▶ **STATED EXERCISE**: Please pick out every line in the material below that contains the word "lantern" and copy each of those lines. Case counts: a match must have the same capitalization.
· · ·
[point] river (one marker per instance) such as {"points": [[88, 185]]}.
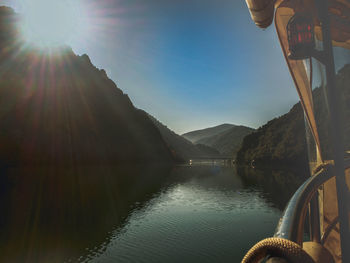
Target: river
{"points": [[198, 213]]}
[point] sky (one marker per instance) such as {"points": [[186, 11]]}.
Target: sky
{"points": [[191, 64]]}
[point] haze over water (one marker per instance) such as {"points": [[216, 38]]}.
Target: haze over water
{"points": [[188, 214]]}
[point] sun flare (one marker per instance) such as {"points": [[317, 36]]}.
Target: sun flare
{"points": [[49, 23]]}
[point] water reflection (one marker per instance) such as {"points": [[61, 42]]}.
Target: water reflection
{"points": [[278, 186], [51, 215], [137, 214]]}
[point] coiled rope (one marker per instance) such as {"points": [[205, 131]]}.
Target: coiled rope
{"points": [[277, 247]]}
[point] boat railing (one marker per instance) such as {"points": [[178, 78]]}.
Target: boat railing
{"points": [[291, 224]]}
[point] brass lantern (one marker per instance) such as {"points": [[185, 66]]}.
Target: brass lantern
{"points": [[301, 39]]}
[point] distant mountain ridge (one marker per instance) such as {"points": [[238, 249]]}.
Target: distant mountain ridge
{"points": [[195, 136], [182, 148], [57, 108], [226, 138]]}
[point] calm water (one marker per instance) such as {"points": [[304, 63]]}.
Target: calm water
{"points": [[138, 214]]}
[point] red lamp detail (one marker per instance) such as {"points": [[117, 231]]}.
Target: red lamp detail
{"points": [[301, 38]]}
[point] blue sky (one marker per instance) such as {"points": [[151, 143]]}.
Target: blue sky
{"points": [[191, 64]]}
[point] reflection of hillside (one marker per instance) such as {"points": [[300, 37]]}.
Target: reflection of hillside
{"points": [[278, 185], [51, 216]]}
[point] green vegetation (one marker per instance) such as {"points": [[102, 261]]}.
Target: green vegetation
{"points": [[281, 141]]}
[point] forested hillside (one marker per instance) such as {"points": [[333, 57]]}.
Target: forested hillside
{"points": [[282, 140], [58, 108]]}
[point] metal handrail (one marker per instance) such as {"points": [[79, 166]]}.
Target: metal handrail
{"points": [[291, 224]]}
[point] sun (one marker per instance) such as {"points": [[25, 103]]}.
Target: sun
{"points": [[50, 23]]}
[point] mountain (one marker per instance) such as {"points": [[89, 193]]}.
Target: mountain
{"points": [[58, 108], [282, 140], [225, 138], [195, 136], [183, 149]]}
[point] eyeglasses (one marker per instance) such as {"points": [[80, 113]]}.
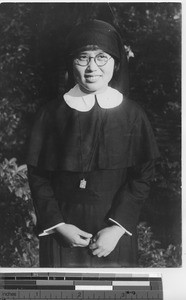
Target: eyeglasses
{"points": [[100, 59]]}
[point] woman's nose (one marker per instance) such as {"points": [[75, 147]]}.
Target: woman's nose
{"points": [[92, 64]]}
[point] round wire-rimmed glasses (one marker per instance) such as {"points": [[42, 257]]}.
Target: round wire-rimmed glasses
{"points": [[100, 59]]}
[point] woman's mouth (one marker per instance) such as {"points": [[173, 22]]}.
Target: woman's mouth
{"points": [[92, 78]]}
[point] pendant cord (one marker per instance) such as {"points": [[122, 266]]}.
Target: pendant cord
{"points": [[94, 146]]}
· · ·
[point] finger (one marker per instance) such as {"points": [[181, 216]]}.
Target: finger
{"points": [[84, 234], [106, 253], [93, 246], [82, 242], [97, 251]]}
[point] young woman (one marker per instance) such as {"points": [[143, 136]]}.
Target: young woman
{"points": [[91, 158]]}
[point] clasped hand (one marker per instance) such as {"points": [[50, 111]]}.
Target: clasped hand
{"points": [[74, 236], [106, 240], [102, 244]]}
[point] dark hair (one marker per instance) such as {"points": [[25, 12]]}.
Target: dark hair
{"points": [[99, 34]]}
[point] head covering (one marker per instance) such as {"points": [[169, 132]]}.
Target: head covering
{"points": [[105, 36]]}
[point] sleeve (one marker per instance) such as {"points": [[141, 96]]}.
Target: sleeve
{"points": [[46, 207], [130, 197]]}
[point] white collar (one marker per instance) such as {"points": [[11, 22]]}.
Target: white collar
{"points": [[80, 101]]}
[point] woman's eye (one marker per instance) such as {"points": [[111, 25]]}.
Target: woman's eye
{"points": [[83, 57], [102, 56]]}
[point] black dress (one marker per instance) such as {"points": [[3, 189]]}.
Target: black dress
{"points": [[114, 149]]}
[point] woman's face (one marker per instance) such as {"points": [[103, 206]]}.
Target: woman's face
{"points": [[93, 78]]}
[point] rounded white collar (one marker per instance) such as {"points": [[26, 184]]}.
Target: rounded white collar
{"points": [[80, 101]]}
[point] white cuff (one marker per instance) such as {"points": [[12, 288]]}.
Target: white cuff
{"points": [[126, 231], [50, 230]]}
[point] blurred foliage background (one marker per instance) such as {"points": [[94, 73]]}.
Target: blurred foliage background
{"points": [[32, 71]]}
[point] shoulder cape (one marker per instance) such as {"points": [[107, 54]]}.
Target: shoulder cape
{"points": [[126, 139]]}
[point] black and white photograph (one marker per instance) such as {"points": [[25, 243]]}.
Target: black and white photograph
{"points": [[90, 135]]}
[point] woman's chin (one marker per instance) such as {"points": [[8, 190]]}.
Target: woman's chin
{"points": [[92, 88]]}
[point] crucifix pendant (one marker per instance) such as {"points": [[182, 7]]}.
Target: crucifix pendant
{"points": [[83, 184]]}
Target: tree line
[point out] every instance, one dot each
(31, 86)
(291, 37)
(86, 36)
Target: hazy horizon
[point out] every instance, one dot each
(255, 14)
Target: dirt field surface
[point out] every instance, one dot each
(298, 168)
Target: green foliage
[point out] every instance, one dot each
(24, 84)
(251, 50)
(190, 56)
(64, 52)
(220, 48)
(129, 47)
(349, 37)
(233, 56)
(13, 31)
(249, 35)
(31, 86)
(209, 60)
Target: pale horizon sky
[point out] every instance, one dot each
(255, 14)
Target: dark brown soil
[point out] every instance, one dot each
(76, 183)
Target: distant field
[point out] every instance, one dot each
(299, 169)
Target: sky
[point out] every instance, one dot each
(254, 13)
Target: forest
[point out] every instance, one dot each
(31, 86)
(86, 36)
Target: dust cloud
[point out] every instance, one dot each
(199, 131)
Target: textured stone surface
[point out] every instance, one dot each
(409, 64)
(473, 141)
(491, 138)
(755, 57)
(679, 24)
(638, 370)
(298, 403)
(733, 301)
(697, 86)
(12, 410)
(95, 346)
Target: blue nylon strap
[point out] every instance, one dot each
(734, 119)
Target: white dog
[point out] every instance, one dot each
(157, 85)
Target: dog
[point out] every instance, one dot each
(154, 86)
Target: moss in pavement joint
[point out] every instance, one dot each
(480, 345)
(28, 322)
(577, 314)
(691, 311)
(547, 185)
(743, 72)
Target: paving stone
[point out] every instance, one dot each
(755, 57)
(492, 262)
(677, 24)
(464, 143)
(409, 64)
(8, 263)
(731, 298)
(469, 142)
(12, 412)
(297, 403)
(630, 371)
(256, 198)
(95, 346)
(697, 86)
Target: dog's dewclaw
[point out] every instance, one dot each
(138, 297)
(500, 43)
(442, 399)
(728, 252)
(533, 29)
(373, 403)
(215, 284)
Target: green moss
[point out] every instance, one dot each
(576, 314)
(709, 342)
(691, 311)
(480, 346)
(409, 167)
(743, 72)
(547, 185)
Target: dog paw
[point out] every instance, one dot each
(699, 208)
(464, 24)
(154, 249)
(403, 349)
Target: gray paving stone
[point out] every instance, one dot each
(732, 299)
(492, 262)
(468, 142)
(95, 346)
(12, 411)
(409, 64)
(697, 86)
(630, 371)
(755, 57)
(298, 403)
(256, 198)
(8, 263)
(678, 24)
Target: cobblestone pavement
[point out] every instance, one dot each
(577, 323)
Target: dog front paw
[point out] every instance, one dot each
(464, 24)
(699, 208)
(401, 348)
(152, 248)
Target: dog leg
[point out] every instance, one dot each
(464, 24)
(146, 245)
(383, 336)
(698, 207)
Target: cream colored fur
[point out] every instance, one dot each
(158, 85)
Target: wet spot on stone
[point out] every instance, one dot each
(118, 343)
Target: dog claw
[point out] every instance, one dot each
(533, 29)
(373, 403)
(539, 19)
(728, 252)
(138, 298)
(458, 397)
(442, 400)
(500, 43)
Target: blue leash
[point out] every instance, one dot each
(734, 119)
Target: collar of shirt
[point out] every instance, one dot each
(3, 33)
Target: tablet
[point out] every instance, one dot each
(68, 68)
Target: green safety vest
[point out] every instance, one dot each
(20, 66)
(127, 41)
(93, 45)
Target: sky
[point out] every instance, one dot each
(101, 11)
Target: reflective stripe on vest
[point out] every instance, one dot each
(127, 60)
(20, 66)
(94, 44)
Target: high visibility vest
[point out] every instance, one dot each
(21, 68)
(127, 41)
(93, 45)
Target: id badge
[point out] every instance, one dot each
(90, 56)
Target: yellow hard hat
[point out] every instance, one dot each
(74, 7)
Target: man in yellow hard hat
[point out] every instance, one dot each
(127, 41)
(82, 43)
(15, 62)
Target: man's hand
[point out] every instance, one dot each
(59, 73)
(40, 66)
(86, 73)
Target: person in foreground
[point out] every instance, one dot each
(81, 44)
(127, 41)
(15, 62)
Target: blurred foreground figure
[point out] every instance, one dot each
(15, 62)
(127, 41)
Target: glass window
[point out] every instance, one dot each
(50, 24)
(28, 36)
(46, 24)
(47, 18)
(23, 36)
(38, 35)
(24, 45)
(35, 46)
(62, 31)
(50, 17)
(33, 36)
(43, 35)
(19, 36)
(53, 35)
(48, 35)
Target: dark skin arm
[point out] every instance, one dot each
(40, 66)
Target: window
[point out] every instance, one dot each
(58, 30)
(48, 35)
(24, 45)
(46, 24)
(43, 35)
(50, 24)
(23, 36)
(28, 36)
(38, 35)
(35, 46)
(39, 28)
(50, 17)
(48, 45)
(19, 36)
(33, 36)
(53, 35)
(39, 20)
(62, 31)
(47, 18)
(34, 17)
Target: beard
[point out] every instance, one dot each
· · ·
▶ **FULL SOLUTION**:
[point] brass lantern (one marker per instance) such as {"points": [[185, 66]]}.
Target: brass lantern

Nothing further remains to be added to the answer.